TASK PROMPT:
Transcribe the data word for word, starting with the line that contains "Target: brown dried moss tip" and continuing through the end of the data. Leave the pictures out.

--*--

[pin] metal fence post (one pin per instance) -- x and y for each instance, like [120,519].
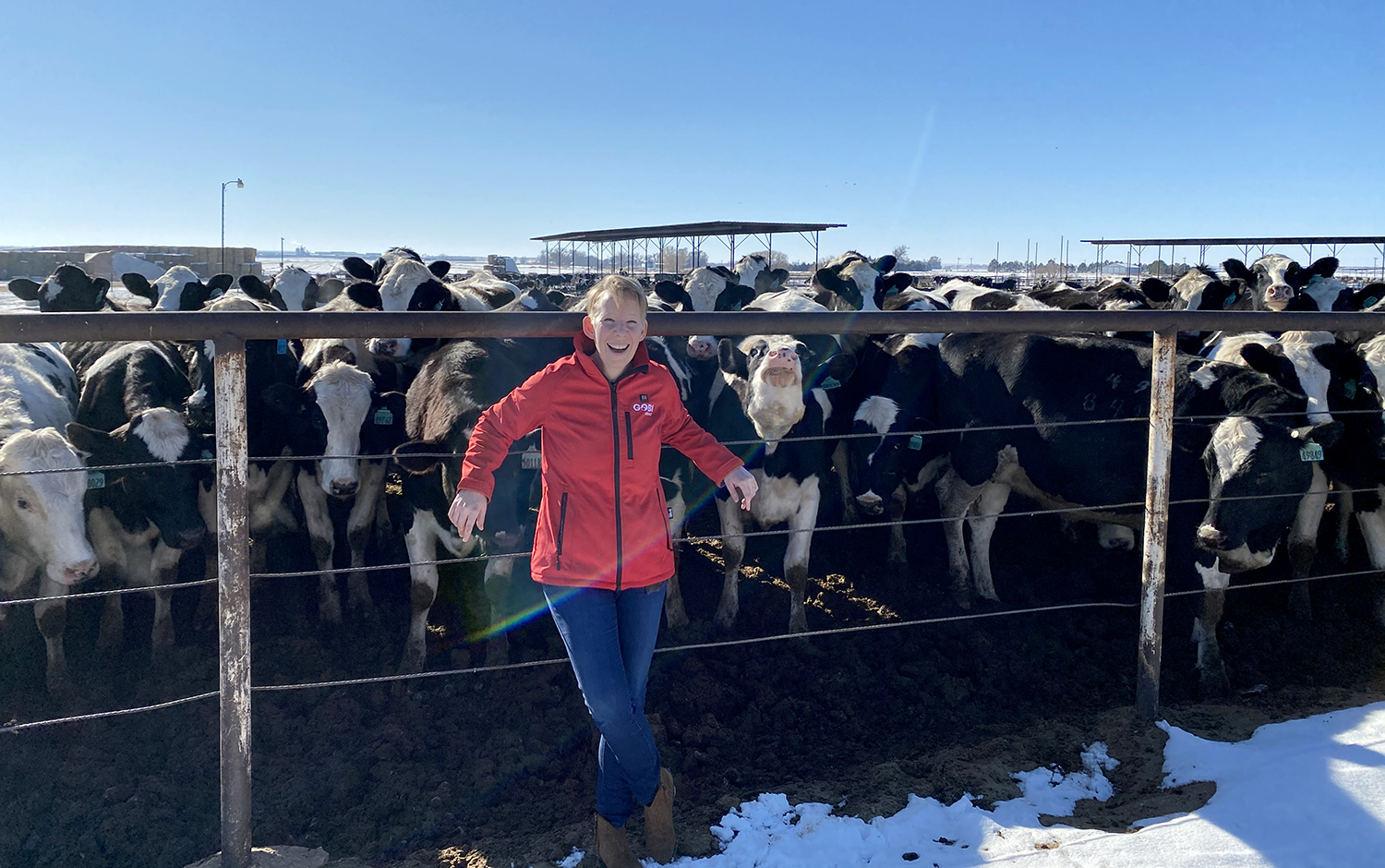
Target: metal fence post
[233,598]
[1155,522]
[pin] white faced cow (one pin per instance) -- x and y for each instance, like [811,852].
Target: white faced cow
[42,526]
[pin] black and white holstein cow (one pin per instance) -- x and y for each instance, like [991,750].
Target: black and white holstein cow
[452,391]
[337,410]
[853,283]
[140,518]
[1030,381]
[770,396]
[180,288]
[42,524]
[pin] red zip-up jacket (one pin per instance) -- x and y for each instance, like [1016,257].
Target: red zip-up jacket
[603,522]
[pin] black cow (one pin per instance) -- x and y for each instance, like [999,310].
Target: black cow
[140,519]
[1030,380]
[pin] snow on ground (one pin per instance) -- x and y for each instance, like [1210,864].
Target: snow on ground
[1299,793]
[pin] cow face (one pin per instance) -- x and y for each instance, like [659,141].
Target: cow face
[160,493]
[1248,457]
[66,290]
[41,513]
[409,285]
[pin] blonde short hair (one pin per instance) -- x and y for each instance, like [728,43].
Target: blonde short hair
[620,288]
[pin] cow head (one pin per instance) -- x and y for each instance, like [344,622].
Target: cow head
[163,493]
[42,512]
[66,290]
[859,283]
[1251,455]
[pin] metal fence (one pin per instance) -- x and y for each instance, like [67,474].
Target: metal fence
[230,332]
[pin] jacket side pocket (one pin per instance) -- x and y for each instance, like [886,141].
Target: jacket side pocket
[562,522]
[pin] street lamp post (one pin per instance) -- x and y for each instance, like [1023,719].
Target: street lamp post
[238,183]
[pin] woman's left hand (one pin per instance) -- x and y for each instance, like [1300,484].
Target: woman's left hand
[742,486]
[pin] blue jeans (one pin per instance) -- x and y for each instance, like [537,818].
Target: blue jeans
[609,638]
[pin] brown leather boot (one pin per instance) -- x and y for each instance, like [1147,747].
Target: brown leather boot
[612,848]
[658,821]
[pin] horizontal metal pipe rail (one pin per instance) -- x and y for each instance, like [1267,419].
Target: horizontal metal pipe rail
[254,326]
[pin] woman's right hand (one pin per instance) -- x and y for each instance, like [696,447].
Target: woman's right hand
[467,511]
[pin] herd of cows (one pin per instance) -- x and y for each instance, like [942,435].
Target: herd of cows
[104,446]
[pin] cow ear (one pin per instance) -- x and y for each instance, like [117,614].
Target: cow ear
[218,284]
[359,269]
[1324,268]
[138,284]
[365,294]
[1155,290]
[1234,268]
[417,457]
[254,287]
[730,359]
[24,288]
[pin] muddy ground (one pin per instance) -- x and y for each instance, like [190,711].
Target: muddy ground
[499,768]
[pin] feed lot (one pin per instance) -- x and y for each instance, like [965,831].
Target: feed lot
[501,763]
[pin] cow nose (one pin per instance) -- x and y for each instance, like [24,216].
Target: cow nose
[872,502]
[79,572]
[191,537]
[1210,537]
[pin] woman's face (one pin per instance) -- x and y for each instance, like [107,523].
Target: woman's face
[617,327]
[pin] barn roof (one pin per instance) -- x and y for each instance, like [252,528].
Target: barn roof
[689,230]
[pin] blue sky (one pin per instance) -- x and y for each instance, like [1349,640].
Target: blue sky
[470,127]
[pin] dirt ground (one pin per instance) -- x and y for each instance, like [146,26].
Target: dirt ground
[499,768]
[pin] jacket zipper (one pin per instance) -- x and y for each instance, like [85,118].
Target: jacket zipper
[562,522]
[615,446]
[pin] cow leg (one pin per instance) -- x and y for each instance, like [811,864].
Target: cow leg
[839,458]
[1345,507]
[423,587]
[673,610]
[797,552]
[1212,680]
[359,526]
[498,597]
[320,536]
[165,572]
[733,549]
[1304,543]
[897,552]
[992,500]
[955,499]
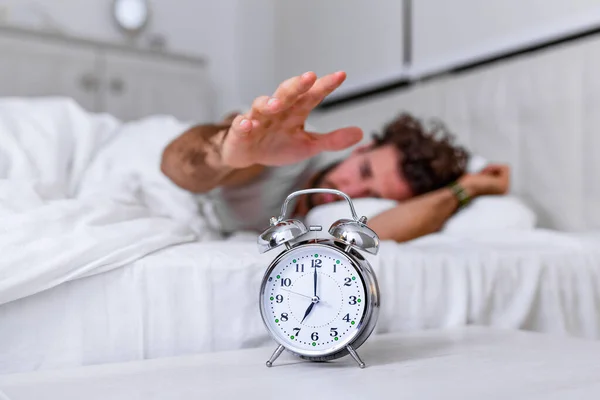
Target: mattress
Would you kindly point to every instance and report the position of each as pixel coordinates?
(202, 297)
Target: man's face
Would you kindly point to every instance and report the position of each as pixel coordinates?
(368, 172)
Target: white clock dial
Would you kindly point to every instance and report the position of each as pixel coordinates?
(311, 319)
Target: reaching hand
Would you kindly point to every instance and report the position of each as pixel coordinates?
(492, 180)
(273, 133)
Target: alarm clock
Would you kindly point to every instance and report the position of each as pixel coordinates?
(319, 297)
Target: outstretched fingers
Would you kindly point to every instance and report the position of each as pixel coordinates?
(243, 125)
(321, 89)
(291, 89)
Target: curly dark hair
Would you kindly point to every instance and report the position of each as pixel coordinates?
(429, 158)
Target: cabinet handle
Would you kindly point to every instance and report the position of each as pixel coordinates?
(117, 86)
(89, 82)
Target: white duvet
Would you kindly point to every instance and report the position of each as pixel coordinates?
(112, 262)
(82, 194)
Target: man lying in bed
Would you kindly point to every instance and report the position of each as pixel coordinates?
(245, 166)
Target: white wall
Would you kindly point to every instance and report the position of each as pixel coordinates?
(447, 33)
(196, 27)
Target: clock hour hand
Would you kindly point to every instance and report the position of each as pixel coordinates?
(308, 310)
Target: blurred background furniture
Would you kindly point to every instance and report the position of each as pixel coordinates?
(127, 82)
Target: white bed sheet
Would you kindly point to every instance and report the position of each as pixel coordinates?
(202, 297)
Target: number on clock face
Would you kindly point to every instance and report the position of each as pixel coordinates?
(314, 299)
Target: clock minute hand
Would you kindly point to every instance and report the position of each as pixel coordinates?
(315, 267)
(299, 294)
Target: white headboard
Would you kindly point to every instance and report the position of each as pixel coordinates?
(539, 112)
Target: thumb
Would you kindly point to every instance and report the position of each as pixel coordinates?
(338, 139)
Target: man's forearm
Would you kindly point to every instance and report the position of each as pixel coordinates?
(193, 161)
(416, 217)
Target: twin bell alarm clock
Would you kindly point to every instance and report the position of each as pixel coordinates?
(319, 298)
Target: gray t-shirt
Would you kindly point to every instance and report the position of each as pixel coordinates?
(249, 207)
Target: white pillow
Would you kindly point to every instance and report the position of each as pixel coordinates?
(483, 213)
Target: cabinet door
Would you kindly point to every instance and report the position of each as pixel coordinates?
(31, 68)
(136, 86)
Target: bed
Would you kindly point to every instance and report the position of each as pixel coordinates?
(202, 297)
(103, 260)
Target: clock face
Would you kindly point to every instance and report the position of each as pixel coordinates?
(314, 300)
(131, 14)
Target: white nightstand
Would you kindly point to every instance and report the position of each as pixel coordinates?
(463, 364)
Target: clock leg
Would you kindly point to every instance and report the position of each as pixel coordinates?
(276, 354)
(354, 355)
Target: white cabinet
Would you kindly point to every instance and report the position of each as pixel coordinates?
(127, 83)
(363, 38)
(39, 68)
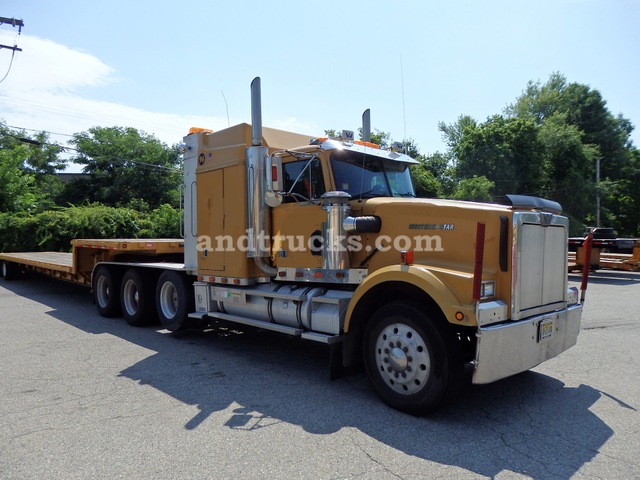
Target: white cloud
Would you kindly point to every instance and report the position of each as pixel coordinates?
(49, 85)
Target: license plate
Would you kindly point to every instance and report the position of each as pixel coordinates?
(545, 329)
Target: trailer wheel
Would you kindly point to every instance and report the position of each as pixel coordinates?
(413, 365)
(137, 297)
(174, 300)
(106, 290)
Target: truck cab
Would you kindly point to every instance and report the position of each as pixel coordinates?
(324, 239)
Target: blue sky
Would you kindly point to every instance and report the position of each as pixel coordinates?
(163, 66)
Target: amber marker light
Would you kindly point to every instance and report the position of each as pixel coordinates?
(406, 257)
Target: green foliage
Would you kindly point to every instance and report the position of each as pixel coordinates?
(547, 144)
(53, 230)
(27, 167)
(475, 189)
(123, 164)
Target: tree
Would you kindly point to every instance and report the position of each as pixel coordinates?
(506, 151)
(475, 189)
(123, 165)
(27, 168)
(578, 130)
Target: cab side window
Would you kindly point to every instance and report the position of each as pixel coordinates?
(303, 178)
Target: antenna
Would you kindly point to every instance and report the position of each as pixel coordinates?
(227, 105)
(404, 114)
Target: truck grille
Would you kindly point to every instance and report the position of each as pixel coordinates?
(539, 263)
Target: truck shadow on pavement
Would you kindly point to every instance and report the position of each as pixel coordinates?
(530, 424)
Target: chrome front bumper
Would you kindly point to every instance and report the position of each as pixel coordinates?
(513, 347)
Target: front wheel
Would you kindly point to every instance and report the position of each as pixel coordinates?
(412, 360)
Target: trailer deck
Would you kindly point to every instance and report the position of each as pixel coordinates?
(77, 265)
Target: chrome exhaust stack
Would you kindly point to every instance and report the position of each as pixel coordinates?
(335, 254)
(258, 218)
(366, 126)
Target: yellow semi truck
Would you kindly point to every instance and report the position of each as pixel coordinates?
(324, 239)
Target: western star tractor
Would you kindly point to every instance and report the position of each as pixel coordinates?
(324, 239)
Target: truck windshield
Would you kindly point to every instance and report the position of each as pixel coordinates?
(366, 176)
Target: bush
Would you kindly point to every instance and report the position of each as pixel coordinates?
(53, 230)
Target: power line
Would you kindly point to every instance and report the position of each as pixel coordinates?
(15, 23)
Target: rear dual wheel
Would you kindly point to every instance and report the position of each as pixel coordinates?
(137, 297)
(174, 300)
(106, 290)
(412, 360)
(131, 294)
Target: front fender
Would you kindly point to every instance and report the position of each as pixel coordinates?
(426, 280)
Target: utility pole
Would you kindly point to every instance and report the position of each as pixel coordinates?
(14, 22)
(598, 192)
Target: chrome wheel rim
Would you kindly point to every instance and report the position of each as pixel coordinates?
(102, 292)
(169, 300)
(402, 358)
(131, 297)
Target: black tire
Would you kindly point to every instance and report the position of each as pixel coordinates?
(11, 271)
(174, 300)
(412, 359)
(137, 297)
(106, 290)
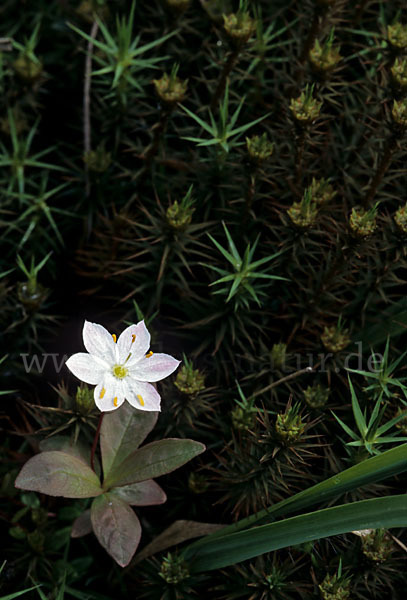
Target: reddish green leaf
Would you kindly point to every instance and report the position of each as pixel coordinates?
(116, 526)
(153, 460)
(82, 525)
(145, 493)
(122, 432)
(59, 474)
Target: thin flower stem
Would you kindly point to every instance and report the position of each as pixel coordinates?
(282, 380)
(95, 442)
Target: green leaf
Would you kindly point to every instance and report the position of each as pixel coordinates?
(122, 432)
(153, 460)
(18, 594)
(59, 474)
(116, 526)
(145, 493)
(231, 549)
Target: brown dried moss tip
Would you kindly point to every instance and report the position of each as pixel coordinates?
(399, 73)
(399, 113)
(400, 218)
(363, 222)
(239, 27)
(305, 109)
(335, 338)
(397, 36)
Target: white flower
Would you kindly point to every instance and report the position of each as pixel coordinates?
(121, 370)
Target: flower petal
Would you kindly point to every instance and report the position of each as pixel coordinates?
(87, 368)
(154, 368)
(109, 393)
(99, 342)
(141, 395)
(137, 345)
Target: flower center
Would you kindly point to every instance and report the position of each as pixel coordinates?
(119, 371)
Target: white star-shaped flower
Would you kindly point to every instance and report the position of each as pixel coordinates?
(121, 370)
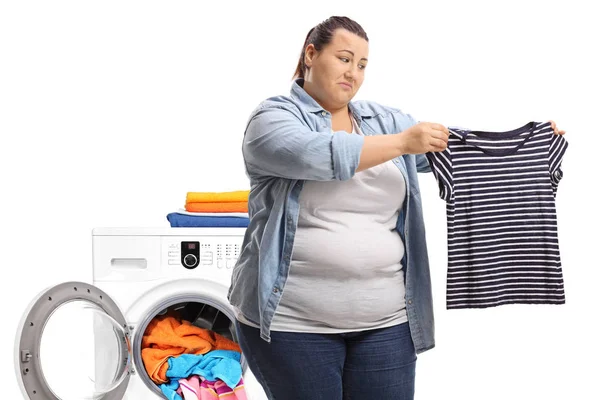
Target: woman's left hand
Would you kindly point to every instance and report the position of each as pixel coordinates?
(556, 131)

--*--

RESULT OF THIS EXERCISE:
Target: brown dried moss tip
Would you kindly point to every instance and report the position of each as pixel coordinates?
(399, 73)
(399, 113)
(400, 218)
(363, 222)
(239, 27)
(305, 109)
(335, 338)
(397, 36)
Target: white flower
Would you kindly point to every instance and report the position of each as pixel coordinates?
(121, 370)
Target: flower petal
Would you kindly point to every instance and report the position of each as pixel coordinates?
(87, 368)
(154, 368)
(109, 393)
(99, 342)
(141, 395)
(137, 345)
Target: flower center
Would you kindly point to every instance and report the position of each as pixel coordinates?
(119, 371)
Target: white star-shaped flower
Would you kindly point to every instance and report the position of each as pixel coordinates?
(121, 370)
Target: woman's left hand
Would you kindly point to every instance and report the position of each as pixel coordinates?
(556, 131)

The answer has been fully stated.